Required action
I'd like every line from the material below that has "standard" in it.

- - - - -

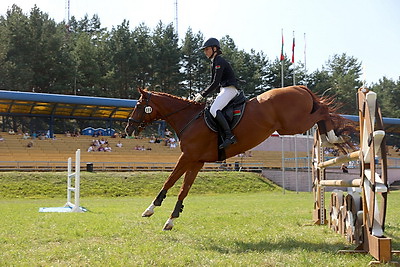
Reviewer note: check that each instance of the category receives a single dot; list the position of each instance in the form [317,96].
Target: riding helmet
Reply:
[210,42]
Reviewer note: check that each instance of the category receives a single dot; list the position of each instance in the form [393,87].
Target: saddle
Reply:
[233,112]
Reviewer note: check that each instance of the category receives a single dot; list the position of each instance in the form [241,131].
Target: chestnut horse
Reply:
[289,110]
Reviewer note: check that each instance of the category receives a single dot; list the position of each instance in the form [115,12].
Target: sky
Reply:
[368,30]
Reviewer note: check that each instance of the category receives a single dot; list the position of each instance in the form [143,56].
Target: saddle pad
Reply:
[236,114]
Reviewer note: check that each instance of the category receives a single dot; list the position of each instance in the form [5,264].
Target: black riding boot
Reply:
[230,139]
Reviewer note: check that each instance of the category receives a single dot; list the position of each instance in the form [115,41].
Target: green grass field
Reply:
[223,224]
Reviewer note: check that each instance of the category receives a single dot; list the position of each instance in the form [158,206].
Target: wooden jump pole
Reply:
[340,159]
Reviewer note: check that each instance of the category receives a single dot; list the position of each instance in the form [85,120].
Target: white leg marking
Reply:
[149,211]
[169,224]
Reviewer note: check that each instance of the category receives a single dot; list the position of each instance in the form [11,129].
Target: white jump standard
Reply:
[71,177]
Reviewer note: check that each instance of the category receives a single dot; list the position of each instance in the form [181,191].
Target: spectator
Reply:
[172,142]
[168,133]
[344,168]
[107,148]
[92,148]
[26,136]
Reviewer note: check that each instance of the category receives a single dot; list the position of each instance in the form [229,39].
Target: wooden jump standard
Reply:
[359,215]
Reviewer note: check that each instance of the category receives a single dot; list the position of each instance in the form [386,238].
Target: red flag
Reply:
[293,49]
[282,56]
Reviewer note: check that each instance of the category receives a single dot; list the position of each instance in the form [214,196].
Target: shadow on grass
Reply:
[288,245]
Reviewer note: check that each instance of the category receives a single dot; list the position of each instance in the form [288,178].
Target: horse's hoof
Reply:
[168,225]
[147,213]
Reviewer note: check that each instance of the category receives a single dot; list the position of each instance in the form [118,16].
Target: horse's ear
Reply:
[141,91]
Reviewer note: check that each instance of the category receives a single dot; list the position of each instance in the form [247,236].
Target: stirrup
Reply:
[227,142]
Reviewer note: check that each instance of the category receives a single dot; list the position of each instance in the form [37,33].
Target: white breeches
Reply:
[225,95]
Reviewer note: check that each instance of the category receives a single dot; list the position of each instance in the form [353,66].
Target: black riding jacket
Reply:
[222,75]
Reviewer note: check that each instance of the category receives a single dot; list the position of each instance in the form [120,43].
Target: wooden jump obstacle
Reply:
[358,214]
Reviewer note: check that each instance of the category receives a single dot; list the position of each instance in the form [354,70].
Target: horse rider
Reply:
[224,79]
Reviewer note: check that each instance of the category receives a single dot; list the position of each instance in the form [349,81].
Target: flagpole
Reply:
[305,59]
[282,59]
[293,62]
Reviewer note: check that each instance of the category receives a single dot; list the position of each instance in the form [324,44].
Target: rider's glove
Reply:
[198,98]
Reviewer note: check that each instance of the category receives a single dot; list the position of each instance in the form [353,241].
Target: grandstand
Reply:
[52,155]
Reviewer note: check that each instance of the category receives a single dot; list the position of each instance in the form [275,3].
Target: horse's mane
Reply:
[172,96]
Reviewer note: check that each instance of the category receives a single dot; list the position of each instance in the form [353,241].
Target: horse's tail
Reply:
[341,125]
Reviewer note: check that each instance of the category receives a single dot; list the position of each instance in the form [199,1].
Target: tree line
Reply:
[81,57]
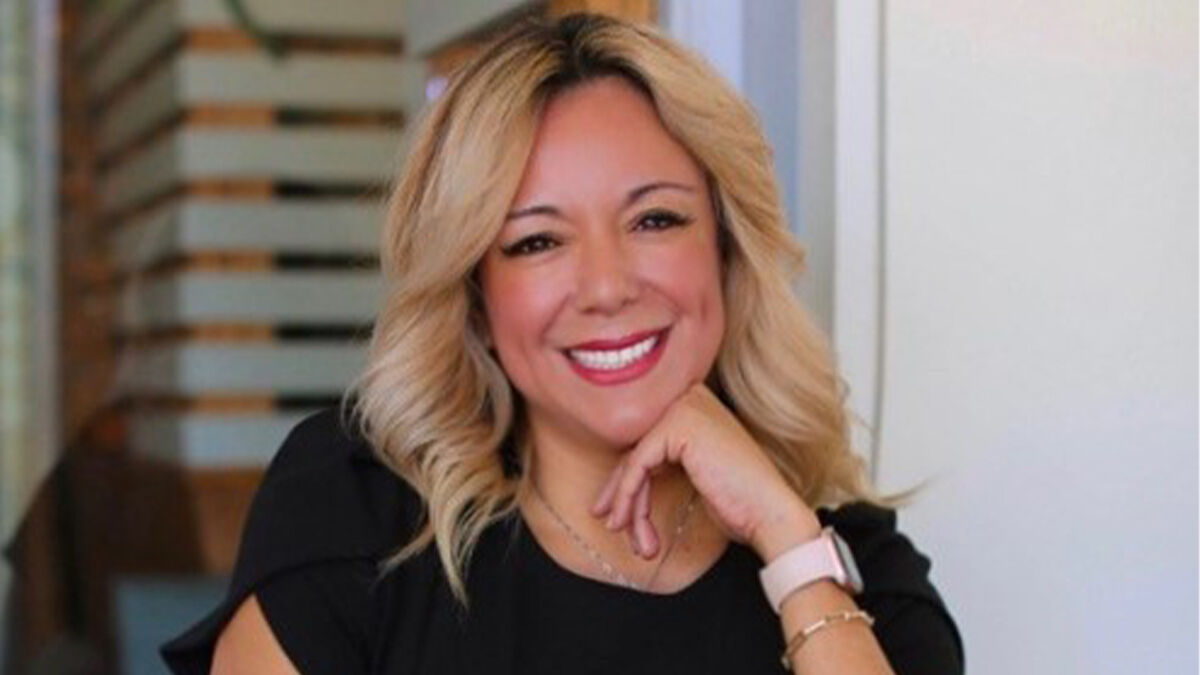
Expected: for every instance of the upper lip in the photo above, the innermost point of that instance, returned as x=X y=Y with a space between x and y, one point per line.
x=619 y=342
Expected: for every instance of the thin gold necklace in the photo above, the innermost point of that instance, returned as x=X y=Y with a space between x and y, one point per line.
x=604 y=565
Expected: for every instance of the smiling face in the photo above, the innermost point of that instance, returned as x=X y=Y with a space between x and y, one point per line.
x=603 y=291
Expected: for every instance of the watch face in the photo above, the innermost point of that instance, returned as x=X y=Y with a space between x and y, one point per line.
x=853 y=579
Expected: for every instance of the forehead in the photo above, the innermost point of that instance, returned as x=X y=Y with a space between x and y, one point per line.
x=599 y=139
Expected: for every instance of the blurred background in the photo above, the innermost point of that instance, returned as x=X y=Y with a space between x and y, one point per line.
x=1000 y=201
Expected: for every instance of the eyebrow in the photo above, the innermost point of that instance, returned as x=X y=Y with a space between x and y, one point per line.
x=633 y=197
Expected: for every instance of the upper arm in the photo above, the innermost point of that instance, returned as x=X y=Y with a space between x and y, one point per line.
x=249 y=646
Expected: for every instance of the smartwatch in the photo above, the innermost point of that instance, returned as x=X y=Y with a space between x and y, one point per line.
x=825 y=557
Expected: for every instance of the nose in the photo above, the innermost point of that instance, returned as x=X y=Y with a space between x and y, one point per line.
x=606 y=278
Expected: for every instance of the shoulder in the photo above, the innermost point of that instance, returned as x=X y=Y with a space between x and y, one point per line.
x=324 y=496
x=912 y=621
x=325 y=513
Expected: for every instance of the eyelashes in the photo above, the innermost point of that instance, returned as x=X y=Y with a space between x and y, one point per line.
x=652 y=221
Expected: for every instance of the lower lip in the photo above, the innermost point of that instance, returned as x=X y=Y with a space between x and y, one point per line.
x=631 y=371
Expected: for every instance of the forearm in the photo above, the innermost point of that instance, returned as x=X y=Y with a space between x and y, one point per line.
x=845 y=647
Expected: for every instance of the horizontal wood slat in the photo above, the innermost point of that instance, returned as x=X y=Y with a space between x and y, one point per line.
x=333 y=226
x=211 y=441
x=186 y=370
x=257 y=82
x=275 y=154
x=307 y=297
x=163 y=24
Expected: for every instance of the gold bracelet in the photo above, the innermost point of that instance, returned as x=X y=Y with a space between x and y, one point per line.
x=826 y=621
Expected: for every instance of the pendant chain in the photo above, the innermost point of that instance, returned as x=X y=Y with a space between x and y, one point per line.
x=604 y=565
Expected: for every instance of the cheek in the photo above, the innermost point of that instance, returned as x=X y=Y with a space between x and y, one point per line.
x=693 y=276
x=520 y=306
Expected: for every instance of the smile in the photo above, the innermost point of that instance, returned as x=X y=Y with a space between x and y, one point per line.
x=615 y=362
x=613 y=359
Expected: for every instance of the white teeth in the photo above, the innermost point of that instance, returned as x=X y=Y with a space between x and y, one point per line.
x=613 y=359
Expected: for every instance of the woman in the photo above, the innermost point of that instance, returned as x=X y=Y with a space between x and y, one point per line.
x=594 y=419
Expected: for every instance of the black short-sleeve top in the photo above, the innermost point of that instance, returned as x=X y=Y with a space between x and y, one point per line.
x=328 y=512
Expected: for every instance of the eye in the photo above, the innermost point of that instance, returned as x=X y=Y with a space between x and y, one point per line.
x=661 y=220
x=529 y=245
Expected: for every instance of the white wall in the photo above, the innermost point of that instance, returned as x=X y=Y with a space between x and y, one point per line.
x=1041 y=323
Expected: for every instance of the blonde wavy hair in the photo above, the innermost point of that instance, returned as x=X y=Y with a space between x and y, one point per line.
x=433 y=401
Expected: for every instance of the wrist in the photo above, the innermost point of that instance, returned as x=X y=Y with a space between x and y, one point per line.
x=785 y=529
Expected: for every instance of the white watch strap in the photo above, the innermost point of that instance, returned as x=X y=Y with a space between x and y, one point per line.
x=808 y=562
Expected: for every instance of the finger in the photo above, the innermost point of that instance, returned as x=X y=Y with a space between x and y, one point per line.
x=610 y=488
x=642 y=524
x=646 y=455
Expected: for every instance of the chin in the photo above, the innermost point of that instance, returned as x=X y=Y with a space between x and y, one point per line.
x=627 y=428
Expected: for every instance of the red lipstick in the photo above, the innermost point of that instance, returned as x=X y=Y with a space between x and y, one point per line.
x=621 y=375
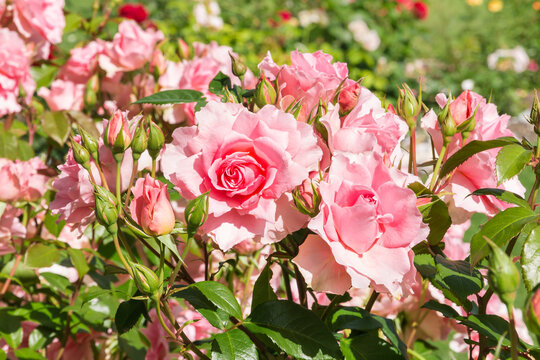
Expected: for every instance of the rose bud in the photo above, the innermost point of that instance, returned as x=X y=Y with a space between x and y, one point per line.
x=348 y=97
x=151 y=207
x=145 y=279
x=106 y=208
x=408 y=107
x=156 y=140
x=503 y=275
x=265 y=92
x=196 y=213
x=80 y=154
x=117 y=135
x=532 y=315
x=135 y=12
x=89 y=143
x=238 y=67
x=139 y=142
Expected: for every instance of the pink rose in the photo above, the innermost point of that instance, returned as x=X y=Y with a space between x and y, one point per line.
x=367 y=127
x=15 y=65
x=249 y=163
x=74 y=199
x=310 y=78
x=479 y=171
x=22 y=180
x=40 y=21
x=82 y=63
x=10 y=227
x=151 y=206
x=131 y=48
x=367 y=226
x=64 y=95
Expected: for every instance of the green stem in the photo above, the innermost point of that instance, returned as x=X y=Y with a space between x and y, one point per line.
x=118 y=158
x=133 y=174
x=513 y=334
x=435 y=175
x=121 y=255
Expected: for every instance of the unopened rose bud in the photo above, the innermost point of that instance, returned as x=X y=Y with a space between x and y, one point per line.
x=307 y=198
x=196 y=213
x=151 y=207
x=139 y=143
x=90 y=143
x=183 y=49
x=145 y=279
x=156 y=140
x=238 y=66
x=265 y=92
x=446 y=123
x=503 y=274
x=532 y=311
x=117 y=134
x=408 y=107
x=80 y=154
x=348 y=98
x=106 y=208
x=534 y=117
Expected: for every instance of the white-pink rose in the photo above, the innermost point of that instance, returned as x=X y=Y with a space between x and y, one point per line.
x=131 y=48
x=15 y=74
x=479 y=171
x=310 y=78
x=249 y=162
x=367 y=226
x=64 y=95
x=40 y=21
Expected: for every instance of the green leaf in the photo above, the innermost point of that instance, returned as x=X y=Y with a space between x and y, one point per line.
x=171 y=97
x=530 y=259
x=218 y=83
x=444 y=309
x=435 y=213
x=40 y=255
x=79 y=261
x=474 y=147
x=43 y=75
x=262 y=291
x=168 y=241
x=504 y=195
x=56 y=125
x=233 y=344
x=356 y=318
x=28 y=354
x=368 y=346
x=510 y=161
x=53 y=225
x=500 y=229
x=128 y=314
x=293 y=329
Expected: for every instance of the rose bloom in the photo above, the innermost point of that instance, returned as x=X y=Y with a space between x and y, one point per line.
x=479 y=170
x=367 y=226
x=310 y=78
x=40 y=21
x=10 y=226
x=82 y=63
x=249 y=162
x=64 y=95
x=131 y=48
x=74 y=199
x=151 y=206
x=21 y=179
x=135 y=12
x=15 y=65
x=367 y=127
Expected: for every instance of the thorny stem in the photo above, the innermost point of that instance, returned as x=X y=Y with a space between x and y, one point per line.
x=435 y=175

- - - - -

Answer for the task
Target: white jump standard
Target: wooden jump standard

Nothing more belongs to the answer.